Cuando nació el mundo el ser humano no se conocía. Se acercaban las pocas personas que había y no confiaban unos en otros. Por aquel entonces, una joven intentó comunicarse con los demás para construir un refugio ante un invierno que se presentaba muy duro. No existía el lenguaje, ni la comunicación oral. Lo primero que salió de su boca fue la palabra “alana”, así que los demás pensaron que ese era su nombre.
A partir de ese momento, a la joven la llamaron “Alana”.
Alana se esforzó por construir lazos de unión con el resto de las personas que había en el mundo. Entonces eran muy pocas. Con gestos, con acciones, con voluntad y con la incipiente palabra construyó una forma de relacionarse con ellos y consiguió que creciera su comunidad.
Con el tiempo esa comunidad se hizo fuerte, construyó lazos de unión con otras comunidades, creó estructuras de organización y desarrollo. La vida allí era más sencilla gracias a la capacidad que tenían para buscar el beneficio mutuo y aportar valor a los demás.

Entradas de la colección:

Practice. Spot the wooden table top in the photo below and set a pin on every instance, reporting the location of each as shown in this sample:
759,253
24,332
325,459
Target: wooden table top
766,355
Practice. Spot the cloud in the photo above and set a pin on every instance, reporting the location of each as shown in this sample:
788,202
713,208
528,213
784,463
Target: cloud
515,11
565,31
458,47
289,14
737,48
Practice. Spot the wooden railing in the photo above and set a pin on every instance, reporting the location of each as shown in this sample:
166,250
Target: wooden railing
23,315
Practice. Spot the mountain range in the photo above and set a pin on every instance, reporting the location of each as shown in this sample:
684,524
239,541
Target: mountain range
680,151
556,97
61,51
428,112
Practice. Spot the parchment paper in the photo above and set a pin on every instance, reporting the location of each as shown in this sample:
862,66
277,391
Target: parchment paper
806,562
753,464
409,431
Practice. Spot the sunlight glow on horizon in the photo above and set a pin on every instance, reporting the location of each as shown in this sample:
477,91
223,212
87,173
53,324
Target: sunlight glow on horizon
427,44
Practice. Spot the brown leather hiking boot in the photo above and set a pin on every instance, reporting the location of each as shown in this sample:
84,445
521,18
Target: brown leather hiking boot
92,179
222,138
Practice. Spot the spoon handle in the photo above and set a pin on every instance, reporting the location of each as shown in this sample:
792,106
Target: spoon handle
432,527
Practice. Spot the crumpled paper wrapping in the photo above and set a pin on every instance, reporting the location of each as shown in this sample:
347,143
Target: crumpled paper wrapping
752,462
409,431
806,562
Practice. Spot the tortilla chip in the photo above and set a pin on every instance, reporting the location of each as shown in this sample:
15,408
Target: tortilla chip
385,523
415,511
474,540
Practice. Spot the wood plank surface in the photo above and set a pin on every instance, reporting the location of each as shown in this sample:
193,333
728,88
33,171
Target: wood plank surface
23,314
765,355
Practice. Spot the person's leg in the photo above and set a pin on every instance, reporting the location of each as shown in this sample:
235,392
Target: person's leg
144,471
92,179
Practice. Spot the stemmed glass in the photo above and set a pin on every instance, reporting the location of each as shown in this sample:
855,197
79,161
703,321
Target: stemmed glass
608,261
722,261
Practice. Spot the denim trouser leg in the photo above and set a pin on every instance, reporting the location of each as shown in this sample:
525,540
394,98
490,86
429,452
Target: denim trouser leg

> **Lista de tareas**:
1. Según el relato sobre Alana, ¿por qué los demás creyeron que la joven se llamaba así? Contesta en una a tres oraciones.
2. Prolonga el relato sobre Alana a partir del punto en que termina.

> **Respuestas por tarea**:
1. No existían el lenguaje ni la comunicación oral, y la primera palabra que salió de su boca fue «alana». Por eso los demás pensaron que ese era su nombre.

2.
Alana no fue coronada reina, ni impulsó una religión. Simplemente ayudó a los demás a establecer relaciones de confianza para que su vida fuera un poco mejor. A través del diálogo, la experiencia y su capacidad de empatía, Alana consiguió hacer fuertes a los demás y crear ese refugio en el que desarrollar sus vidas. Durante muchos años, cuando alguien quería construir una comunidad alrededor de relaciones de confianza se inspiraba en Alana.
Quizá no hayas escuchado nunca hablar de Alana, pero su espíritu fluye en los grandes proyectos que han transformado el mundo. Yo no sé si es una antigua leyenda de una civilización perdida o, simplemente, una historia en la que inspirarse, pero quiero pensar que es una buena historia. Ahora Alana también puede estar en tu proyecto.
Tú decides.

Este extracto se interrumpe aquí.